## Description of the task
Go through the listing and copy each line that has the string "bathtub" in it.

## Information supplied
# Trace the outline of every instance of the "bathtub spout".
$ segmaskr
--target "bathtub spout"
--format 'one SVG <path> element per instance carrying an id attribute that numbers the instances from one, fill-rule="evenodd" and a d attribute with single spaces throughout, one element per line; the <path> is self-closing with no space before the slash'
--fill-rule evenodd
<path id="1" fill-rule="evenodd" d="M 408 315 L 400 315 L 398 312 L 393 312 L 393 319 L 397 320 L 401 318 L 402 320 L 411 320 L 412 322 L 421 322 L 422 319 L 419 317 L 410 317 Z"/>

## Your response
# Trace the outline of every instance of the "bathtub spout".
--target "bathtub spout"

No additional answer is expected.